#### [Aim of the exercise]
Copy out only those lines running from the line with "Could you please point out the large" to the end of the listing, keeping each one exactly as it is.

______________________________

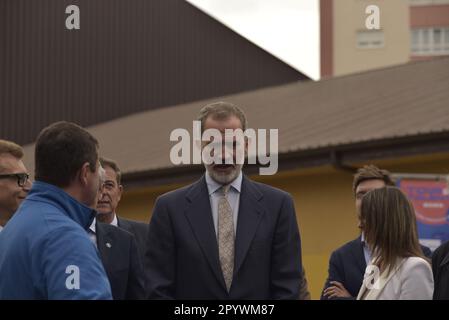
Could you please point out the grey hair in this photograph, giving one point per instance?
(221, 110)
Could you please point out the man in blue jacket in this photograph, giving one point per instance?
(45, 251)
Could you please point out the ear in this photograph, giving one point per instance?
(120, 191)
(246, 146)
(84, 174)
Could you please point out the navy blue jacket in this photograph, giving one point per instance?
(182, 253)
(347, 265)
(46, 253)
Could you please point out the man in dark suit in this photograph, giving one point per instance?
(224, 236)
(121, 260)
(440, 268)
(138, 229)
(108, 202)
(347, 264)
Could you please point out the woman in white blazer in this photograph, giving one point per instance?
(398, 269)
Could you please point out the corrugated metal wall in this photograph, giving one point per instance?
(128, 56)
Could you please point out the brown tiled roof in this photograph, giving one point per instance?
(407, 100)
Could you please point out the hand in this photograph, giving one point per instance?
(336, 290)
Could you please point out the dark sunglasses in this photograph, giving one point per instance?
(22, 178)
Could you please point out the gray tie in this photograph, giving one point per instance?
(226, 236)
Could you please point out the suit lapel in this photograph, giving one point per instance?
(102, 239)
(199, 215)
(250, 213)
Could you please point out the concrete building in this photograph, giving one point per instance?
(389, 117)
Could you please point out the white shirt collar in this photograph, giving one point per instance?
(213, 185)
(114, 222)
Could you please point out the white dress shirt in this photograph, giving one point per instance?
(233, 197)
(366, 250)
(92, 231)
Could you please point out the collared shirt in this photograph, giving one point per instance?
(366, 250)
(233, 198)
(92, 231)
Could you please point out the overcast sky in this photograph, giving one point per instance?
(288, 29)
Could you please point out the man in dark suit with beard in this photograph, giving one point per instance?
(225, 236)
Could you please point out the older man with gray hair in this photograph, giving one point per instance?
(224, 236)
(14, 180)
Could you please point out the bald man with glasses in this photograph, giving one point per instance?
(14, 180)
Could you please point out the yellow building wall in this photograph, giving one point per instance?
(323, 201)
(350, 17)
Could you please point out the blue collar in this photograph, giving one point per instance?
(69, 206)
(213, 186)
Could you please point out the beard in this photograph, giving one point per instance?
(224, 176)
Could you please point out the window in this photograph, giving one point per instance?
(370, 39)
(430, 41)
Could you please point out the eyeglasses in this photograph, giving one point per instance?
(22, 178)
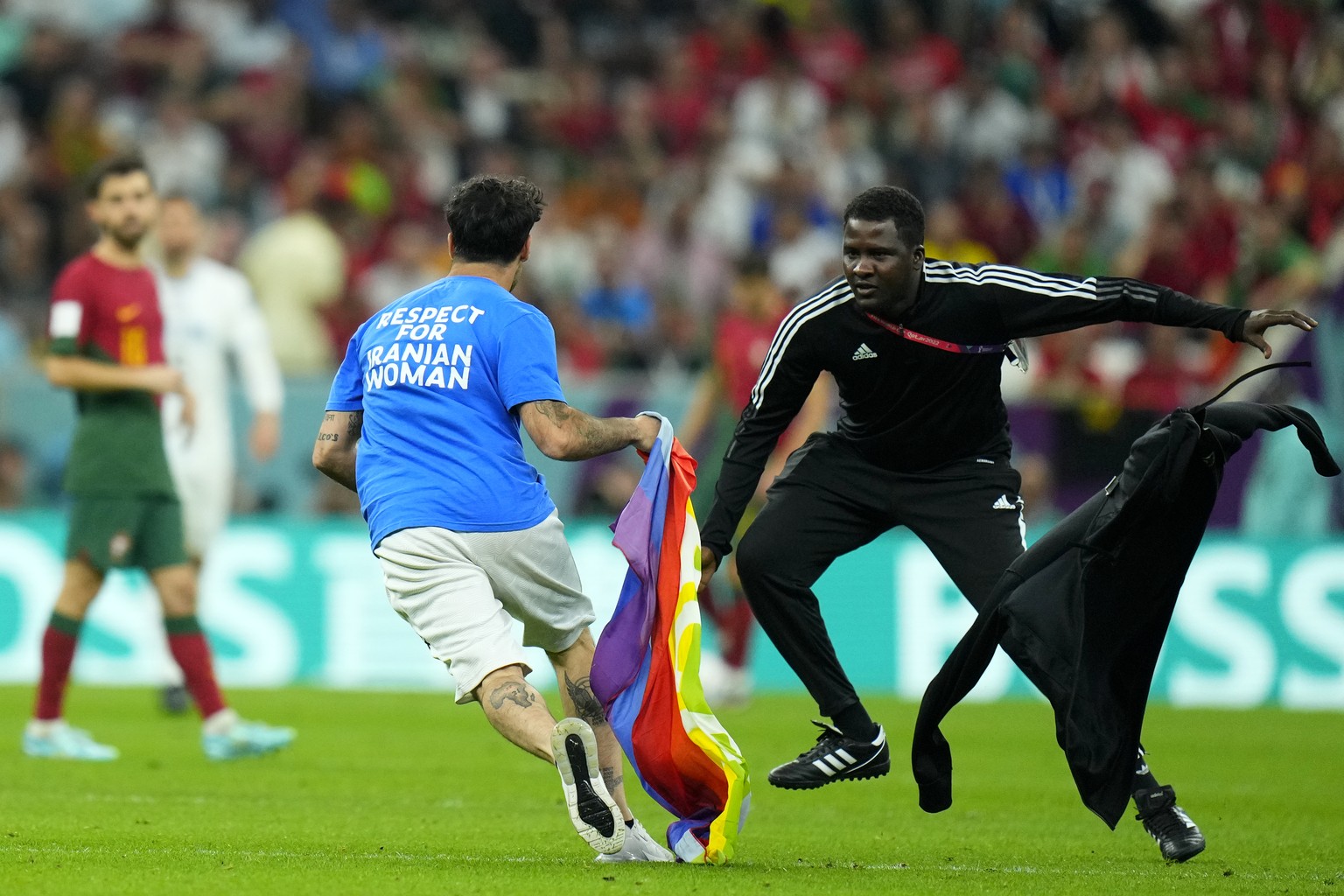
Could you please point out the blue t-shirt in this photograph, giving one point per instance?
(438, 374)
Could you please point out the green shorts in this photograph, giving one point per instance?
(127, 532)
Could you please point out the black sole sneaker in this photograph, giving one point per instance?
(592, 808)
(1179, 838)
(835, 758)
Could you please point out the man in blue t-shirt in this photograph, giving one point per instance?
(424, 424)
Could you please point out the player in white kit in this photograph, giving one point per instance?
(211, 323)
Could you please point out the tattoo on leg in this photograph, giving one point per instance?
(515, 690)
(584, 702)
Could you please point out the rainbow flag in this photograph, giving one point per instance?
(647, 668)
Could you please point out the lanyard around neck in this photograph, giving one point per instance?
(956, 348)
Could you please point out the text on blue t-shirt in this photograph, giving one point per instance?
(437, 375)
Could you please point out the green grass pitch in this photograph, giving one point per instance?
(393, 793)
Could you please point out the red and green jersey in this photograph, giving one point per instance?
(112, 315)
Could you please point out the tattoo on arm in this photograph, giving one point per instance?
(589, 436)
(586, 704)
(514, 690)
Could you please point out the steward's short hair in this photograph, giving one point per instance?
(890, 203)
(113, 167)
(491, 218)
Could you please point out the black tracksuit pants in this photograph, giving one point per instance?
(828, 501)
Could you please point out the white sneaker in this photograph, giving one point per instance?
(592, 808)
(639, 848)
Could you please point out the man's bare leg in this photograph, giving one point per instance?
(515, 710)
(573, 672)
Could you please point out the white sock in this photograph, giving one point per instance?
(220, 722)
(45, 727)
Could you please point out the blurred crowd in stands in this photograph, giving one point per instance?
(1193, 143)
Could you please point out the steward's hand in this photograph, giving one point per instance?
(1261, 321)
(709, 564)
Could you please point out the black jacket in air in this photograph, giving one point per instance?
(1085, 610)
(912, 407)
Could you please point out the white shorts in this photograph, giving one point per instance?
(206, 501)
(461, 592)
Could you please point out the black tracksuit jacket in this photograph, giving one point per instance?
(909, 406)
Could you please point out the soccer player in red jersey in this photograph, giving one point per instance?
(107, 346)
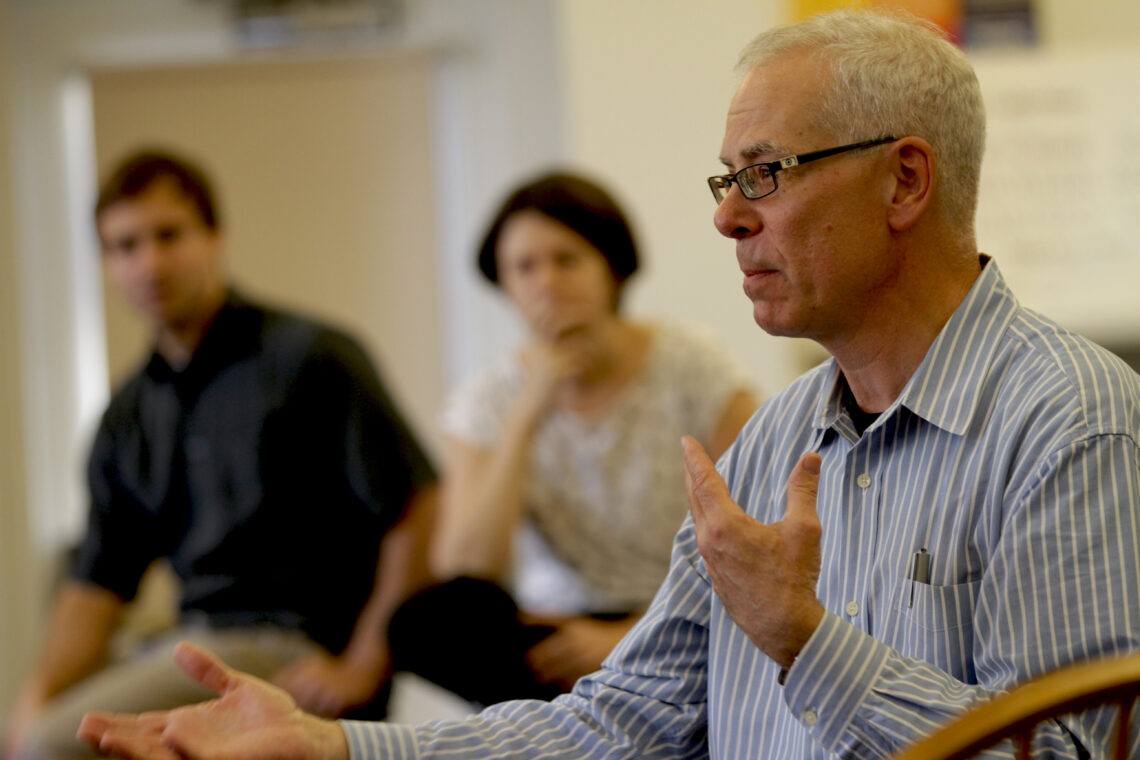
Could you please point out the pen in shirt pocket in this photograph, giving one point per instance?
(920, 571)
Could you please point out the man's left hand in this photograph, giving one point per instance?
(765, 574)
(330, 686)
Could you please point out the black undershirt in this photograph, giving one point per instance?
(860, 419)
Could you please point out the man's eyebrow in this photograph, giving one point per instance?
(757, 152)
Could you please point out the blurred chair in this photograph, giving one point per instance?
(1016, 714)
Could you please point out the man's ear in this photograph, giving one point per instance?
(913, 171)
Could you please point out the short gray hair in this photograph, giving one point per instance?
(893, 75)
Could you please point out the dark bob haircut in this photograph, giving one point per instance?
(579, 204)
(139, 172)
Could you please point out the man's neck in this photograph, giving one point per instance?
(177, 342)
(878, 364)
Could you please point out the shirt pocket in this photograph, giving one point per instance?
(928, 607)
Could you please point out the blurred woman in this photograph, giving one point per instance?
(562, 482)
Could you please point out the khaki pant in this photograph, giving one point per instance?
(152, 680)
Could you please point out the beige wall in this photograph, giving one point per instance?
(323, 170)
(13, 516)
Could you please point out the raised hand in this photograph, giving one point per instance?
(765, 574)
(251, 720)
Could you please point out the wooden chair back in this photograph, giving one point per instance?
(1016, 714)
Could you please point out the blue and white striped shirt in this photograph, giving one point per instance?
(1011, 456)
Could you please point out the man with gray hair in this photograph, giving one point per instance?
(946, 507)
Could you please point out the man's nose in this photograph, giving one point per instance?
(735, 215)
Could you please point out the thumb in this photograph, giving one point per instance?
(804, 487)
(205, 668)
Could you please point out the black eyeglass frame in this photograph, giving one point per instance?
(723, 182)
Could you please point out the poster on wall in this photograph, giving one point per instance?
(971, 24)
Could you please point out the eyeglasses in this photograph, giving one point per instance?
(759, 180)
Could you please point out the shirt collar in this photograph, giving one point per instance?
(228, 335)
(945, 387)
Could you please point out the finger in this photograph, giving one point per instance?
(92, 726)
(705, 485)
(804, 488)
(205, 668)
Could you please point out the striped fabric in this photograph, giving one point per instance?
(1011, 456)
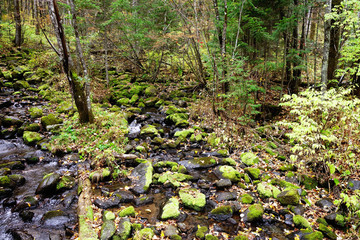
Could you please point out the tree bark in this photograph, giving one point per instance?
(76, 85)
(17, 18)
(325, 62)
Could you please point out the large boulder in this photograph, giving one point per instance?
(142, 177)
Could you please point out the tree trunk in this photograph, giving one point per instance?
(76, 85)
(334, 48)
(325, 62)
(17, 19)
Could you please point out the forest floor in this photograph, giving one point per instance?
(161, 165)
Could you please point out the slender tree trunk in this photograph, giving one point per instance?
(17, 18)
(325, 62)
(76, 85)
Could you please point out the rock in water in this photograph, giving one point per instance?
(142, 177)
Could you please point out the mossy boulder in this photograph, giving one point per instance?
(228, 172)
(289, 197)
(35, 112)
(142, 177)
(266, 190)
(149, 130)
(171, 209)
(192, 198)
(221, 213)
(144, 234)
(254, 173)
(246, 199)
(301, 222)
(50, 119)
(66, 182)
(254, 213)
(200, 233)
(32, 138)
(249, 158)
(179, 119)
(127, 212)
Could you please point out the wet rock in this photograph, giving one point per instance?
(354, 184)
(31, 138)
(254, 173)
(48, 184)
(144, 234)
(246, 198)
(55, 219)
(113, 201)
(108, 229)
(20, 234)
(170, 209)
(26, 215)
(144, 200)
(221, 213)
(325, 203)
(228, 172)
(18, 165)
(192, 198)
(223, 183)
(124, 229)
(289, 197)
(126, 212)
(66, 182)
(170, 230)
(142, 177)
(301, 222)
(124, 196)
(199, 163)
(50, 119)
(249, 158)
(254, 213)
(9, 121)
(226, 196)
(336, 220)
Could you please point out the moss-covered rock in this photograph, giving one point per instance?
(171, 209)
(200, 233)
(289, 197)
(249, 158)
(229, 173)
(246, 198)
(127, 212)
(266, 190)
(255, 213)
(35, 112)
(254, 173)
(192, 198)
(301, 222)
(184, 133)
(221, 213)
(32, 138)
(144, 234)
(50, 119)
(149, 130)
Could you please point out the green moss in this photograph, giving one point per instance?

______________________________

#### [Complete output]
Could you please point out the large boulder in this photograph, giving one point per instance?
(142, 177)
Could you please point out the tree trunk in this photograph, giving one point per instance?
(76, 85)
(334, 48)
(325, 62)
(17, 19)
Could you please point out the forest floor in this photograph, giving one point per instance?
(161, 165)
Could you please point out the slender tree trunk in this photograph, giving one point per instance?
(17, 18)
(325, 62)
(76, 85)
Could you please point out the rock in water in this photograph, giving one point per instance?
(142, 177)
Could you please point out the mossy boulder in this photograph, giving one point per instance?
(228, 172)
(289, 197)
(35, 112)
(142, 177)
(266, 190)
(149, 130)
(171, 209)
(192, 198)
(221, 213)
(144, 234)
(254, 173)
(246, 199)
(301, 222)
(50, 119)
(66, 182)
(254, 213)
(200, 233)
(32, 138)
(249, 158)
(179, 119)
(127, 212)
Could you please point out the wet rock in this photograph, giving one point per instance?
(354, 184)
(31, 138)
(254, 173)
(48, 184)
(144, 234)
(246, 198)
(55, 219)
(113, 201)
(108, 229)
(20, 234)
(170, 209)
(26, 215)
(144, 200)
(221, 213)
(325, 203)
(228, 172)
(18, 165)
(192, 198)
(223, 183)
(124, 229)
(289, 197)
(126, 212)
(66, 182)
(170, 230)
(142, 177)
(301, 222)
(124, 196)
(199, 163)
(50, 119)
(249, 158)
(254, 213)
(9, 121)
(226, 196)
(336, 220)
Could you please point out the moss-covered rock in this photograph, giving one point per instance?
(171, 209)
(200, 233)
(289, 197)
(249, 158)
(229, 173)
(246, 198)
(127, 212)
(266, 190)
(255, 213)
(35, 112)
(254, 173)
(192, 198)
(301, 222)
(184, 133)
(221, 213)
(32, 138)
(144, 234)
(50, 119)
(149, 130)
Could you please point out the green moss in this photograph, giving one point per instance?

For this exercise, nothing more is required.